• Selected excerpt:
..............................
Hasenhuttl initially stayed in Southampton but as the lockdown went on it made more sense for the 52-year-old to return to Germany.

Although it’s not how he planned on spending the final weeks of the Premier League campaign, Saints’ boss has enjoyed spending the time with his family in Munich.

Hasenhuttl added: “A lot of things have happened since we last saw each other and nobody knew how long the break will take but we can hope that it will be coming to an end.

“It was a very tough time for everybody, although it’s not like we don’t have enough to eat. It still feels difficult if you are shut down completely and cannot work or do anything.

“I have been in Germany for a few weeks with my family and children and we are trying to enjoy the time together.

“There has been a lot of cooking, a lot of eating and a lot of work inside the house and out in the garden.

“It is also a different time but it’s enjoyable.”

Because Germany has started easing its restrictions, Hasenhuttl's been able to get out and spend some time on his pushbike.
..............................
• Tasks to carry out:
**a.** Name every place mentioned in the article about Hasenhuttl's time away during the lockdown.
**b.** Pick up the article about Hasenhuttl's lockdown in Germany right after its final sentence and carry it forward.

(Coordinate annotation records)
..............................
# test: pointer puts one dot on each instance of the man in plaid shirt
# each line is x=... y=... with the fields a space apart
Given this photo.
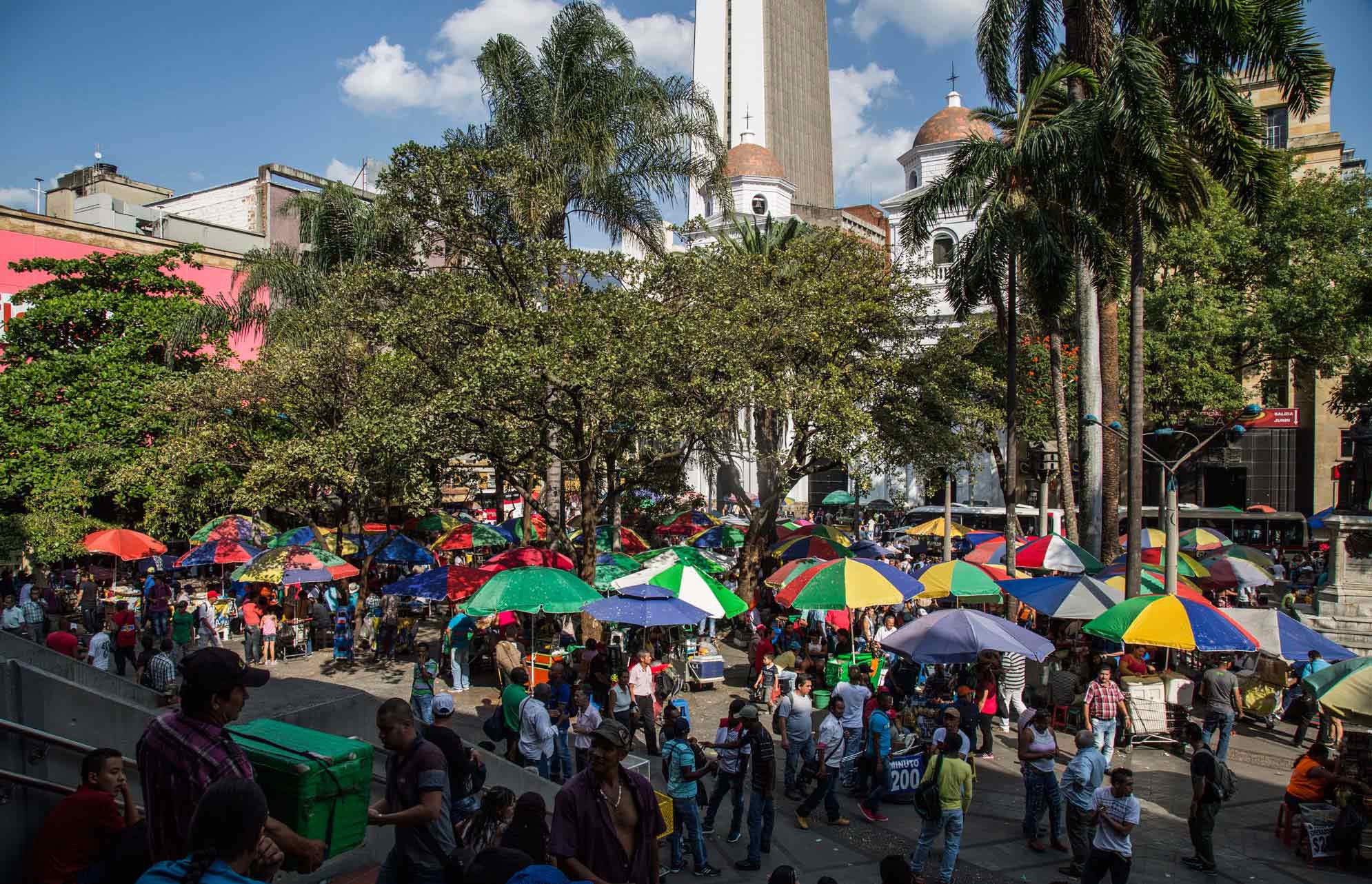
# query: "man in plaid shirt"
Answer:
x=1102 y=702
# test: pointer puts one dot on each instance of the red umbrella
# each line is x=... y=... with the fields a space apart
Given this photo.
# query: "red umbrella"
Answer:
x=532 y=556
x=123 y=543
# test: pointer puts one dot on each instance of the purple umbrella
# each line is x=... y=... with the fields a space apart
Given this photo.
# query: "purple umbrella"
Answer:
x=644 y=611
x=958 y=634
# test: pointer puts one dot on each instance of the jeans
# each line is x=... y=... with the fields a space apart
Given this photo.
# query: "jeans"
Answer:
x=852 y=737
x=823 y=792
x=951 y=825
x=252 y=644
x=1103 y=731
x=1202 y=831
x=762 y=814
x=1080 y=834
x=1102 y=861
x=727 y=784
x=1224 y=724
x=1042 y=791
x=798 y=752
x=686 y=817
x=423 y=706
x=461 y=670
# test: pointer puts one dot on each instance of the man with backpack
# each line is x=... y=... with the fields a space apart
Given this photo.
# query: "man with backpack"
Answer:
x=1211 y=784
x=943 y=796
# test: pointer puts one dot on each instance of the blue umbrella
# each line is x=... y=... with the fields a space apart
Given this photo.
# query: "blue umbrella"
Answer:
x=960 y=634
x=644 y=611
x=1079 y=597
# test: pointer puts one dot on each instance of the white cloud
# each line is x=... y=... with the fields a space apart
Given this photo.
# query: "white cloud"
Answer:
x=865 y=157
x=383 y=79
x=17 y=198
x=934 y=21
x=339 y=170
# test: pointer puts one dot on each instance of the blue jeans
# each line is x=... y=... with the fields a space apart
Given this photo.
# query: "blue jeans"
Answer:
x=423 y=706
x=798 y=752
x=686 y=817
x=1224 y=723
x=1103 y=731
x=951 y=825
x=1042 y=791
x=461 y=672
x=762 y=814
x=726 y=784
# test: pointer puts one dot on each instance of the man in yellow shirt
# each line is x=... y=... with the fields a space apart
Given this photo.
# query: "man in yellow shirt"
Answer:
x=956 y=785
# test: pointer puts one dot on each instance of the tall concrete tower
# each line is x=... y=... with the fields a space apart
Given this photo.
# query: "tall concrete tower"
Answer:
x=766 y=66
..............................
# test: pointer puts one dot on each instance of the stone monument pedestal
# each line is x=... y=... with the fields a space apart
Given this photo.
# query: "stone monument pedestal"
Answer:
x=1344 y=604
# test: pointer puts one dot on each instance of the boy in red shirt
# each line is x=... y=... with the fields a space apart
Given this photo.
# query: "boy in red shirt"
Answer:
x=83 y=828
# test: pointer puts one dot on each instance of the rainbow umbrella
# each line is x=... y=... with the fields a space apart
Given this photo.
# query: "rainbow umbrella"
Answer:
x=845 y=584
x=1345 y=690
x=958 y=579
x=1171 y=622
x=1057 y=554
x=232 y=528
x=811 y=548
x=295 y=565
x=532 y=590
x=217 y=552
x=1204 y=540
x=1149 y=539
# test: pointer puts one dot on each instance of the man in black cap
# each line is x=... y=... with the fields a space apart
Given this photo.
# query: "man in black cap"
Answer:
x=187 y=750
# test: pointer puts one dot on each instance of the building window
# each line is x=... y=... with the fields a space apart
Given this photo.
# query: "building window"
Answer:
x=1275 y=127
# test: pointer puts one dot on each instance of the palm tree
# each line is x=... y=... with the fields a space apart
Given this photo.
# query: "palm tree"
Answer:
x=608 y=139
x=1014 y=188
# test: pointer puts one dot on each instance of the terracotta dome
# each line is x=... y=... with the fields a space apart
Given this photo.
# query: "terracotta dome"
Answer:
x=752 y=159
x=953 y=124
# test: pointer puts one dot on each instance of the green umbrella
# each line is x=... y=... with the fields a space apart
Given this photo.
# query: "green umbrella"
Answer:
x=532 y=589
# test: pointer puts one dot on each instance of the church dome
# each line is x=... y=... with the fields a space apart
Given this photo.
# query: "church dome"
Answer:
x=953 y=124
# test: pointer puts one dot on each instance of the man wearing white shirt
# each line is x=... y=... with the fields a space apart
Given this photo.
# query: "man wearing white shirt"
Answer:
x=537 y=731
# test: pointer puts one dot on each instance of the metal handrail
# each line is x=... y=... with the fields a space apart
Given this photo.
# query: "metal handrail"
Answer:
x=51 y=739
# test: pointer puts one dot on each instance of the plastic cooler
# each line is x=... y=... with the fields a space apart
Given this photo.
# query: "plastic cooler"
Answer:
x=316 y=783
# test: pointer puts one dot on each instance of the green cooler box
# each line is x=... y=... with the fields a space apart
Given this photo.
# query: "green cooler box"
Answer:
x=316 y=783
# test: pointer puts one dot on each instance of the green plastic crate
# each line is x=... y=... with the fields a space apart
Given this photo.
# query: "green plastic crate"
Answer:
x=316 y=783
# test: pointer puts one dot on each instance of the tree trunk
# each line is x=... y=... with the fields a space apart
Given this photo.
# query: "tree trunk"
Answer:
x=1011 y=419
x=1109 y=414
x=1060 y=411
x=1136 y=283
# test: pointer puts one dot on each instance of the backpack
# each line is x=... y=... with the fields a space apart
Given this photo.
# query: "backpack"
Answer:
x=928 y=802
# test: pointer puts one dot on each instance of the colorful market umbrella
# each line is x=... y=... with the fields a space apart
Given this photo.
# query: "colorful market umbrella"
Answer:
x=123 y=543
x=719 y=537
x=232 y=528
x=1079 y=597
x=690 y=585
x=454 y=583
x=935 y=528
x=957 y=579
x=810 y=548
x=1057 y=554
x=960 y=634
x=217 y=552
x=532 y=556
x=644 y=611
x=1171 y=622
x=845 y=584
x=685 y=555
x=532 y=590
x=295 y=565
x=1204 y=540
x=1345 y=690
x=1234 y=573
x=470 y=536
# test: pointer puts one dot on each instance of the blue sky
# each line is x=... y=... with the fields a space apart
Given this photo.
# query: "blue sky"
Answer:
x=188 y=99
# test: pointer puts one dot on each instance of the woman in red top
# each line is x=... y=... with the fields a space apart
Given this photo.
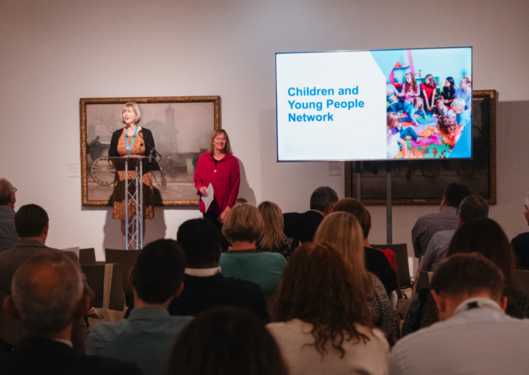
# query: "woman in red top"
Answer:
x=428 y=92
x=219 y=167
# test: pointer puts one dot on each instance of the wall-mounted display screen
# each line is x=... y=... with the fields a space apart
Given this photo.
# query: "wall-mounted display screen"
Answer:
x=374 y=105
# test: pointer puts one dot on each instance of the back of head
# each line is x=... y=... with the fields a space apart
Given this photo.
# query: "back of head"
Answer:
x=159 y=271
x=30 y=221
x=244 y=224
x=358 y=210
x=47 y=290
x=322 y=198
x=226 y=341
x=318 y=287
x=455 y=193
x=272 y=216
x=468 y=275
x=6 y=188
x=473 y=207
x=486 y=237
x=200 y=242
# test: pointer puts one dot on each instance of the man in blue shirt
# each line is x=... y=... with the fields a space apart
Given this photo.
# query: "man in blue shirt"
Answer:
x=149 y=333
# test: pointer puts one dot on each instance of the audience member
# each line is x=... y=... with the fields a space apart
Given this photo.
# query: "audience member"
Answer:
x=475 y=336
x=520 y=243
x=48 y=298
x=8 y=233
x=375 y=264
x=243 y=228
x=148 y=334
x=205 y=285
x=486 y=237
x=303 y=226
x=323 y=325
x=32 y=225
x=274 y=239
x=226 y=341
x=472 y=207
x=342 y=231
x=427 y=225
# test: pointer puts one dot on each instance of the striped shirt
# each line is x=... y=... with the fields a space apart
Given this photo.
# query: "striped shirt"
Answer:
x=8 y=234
..............................
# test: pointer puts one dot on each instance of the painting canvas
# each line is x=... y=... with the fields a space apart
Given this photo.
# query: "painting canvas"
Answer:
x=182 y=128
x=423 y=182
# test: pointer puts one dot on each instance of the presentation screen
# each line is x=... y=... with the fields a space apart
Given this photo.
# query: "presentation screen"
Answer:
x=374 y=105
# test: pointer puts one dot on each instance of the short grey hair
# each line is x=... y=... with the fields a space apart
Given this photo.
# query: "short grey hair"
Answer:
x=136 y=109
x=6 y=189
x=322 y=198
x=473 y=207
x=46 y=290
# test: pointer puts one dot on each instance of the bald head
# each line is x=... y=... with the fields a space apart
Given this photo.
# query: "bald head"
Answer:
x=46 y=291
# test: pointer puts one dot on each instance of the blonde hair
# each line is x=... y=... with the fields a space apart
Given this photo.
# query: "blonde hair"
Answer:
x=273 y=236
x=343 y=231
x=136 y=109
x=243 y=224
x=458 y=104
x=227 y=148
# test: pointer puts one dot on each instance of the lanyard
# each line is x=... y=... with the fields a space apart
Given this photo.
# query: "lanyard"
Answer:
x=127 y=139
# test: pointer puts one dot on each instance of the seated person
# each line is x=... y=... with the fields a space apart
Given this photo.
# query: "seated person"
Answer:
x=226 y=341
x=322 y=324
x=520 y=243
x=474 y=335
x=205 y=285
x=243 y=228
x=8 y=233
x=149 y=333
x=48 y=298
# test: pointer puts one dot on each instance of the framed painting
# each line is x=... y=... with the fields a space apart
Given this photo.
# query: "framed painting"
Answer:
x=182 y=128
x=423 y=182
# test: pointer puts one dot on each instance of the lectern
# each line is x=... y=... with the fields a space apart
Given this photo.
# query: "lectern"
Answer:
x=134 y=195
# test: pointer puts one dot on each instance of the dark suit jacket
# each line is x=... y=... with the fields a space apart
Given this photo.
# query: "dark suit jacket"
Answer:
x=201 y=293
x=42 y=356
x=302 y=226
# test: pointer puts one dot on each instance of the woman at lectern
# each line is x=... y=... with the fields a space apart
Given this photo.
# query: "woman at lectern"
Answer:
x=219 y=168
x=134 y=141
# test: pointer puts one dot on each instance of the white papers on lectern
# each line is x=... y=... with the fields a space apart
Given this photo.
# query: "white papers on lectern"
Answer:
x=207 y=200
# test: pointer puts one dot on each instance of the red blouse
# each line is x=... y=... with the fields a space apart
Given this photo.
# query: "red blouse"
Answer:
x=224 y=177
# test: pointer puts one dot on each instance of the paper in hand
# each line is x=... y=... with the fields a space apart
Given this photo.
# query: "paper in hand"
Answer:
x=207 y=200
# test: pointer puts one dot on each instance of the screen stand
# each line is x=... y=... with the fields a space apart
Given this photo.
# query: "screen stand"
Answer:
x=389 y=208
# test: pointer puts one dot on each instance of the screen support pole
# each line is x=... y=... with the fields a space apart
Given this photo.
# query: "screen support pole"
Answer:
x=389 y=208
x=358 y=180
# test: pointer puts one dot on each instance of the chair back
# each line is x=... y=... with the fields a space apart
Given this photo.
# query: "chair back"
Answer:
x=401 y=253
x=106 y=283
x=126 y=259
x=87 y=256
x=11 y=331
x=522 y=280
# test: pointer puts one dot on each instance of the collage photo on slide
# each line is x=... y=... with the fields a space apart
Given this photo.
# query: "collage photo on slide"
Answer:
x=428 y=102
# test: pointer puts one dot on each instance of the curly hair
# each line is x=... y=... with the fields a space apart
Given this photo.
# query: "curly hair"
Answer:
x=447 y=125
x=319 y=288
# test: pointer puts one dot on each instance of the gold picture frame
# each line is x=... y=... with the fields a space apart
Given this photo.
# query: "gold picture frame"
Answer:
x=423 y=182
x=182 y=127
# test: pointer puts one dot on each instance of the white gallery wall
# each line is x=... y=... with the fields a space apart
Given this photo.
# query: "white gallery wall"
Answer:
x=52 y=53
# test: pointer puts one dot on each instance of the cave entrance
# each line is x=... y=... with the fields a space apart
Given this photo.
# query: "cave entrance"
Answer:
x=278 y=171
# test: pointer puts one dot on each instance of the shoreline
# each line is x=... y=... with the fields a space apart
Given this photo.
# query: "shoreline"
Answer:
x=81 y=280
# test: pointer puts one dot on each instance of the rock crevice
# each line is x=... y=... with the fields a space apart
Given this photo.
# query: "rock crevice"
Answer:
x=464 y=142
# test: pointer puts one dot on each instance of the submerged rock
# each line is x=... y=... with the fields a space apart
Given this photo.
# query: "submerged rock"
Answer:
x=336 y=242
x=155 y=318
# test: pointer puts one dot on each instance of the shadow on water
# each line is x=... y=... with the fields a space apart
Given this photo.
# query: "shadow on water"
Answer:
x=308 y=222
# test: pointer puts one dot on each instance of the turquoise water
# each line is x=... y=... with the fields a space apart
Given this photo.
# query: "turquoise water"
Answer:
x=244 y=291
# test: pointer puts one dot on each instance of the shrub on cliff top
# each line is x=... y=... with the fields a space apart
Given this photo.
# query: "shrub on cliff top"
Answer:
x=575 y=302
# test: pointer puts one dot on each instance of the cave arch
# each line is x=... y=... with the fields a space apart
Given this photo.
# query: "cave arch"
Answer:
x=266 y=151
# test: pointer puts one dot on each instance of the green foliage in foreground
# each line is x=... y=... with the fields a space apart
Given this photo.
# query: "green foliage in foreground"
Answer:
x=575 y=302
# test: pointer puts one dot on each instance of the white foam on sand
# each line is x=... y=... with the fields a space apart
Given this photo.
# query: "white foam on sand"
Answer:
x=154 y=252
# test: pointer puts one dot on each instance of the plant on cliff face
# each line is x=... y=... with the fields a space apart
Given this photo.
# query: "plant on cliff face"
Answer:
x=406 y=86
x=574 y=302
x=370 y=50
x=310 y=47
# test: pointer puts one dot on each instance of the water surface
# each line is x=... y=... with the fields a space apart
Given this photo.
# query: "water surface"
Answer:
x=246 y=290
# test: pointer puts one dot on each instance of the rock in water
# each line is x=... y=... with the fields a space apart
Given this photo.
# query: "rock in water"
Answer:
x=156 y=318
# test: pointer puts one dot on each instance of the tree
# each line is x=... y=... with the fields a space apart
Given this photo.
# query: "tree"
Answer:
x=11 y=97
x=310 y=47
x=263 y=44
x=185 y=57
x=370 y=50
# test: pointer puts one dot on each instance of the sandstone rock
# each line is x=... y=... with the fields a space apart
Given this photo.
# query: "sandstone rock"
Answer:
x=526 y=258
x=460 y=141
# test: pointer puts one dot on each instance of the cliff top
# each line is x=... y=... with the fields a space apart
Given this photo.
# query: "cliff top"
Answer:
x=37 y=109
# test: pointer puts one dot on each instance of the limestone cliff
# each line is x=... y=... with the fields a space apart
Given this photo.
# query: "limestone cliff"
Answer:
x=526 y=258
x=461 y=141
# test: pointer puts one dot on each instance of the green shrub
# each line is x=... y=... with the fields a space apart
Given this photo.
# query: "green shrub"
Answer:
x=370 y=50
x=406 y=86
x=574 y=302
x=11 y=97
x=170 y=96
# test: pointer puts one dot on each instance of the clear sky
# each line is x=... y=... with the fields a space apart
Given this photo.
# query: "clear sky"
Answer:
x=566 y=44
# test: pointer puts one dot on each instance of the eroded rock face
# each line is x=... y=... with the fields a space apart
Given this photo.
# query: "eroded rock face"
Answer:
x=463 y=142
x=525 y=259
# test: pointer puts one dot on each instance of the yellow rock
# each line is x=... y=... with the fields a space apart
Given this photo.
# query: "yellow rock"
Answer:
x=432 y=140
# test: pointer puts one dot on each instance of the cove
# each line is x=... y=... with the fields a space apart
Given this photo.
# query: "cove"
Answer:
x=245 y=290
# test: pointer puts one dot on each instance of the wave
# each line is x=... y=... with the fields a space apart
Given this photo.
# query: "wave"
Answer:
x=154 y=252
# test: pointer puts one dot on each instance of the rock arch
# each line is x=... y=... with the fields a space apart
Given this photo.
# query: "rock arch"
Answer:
..............................
• Exercise responses:
**a.** Southampton, Germany, Munich

**b.**
However, he said that you have to wear face masks wherever you go.

Like they have been in England, citizens in Germany have been respecting the rules placed on them by their government.

“We have a little bit more time,” reflected Hasenhuttl, when asked how he's coping with the stringent restrictions.

“I’m lucky that we have a garden here, but we can also go out and ride the bikes if we want.

“I’m not able to play tennis or anything like that.

“The shops are going to be open now, but you have to wear masks everywhere.

“The people have been very disciplined and are trying to stay focused on the rules.”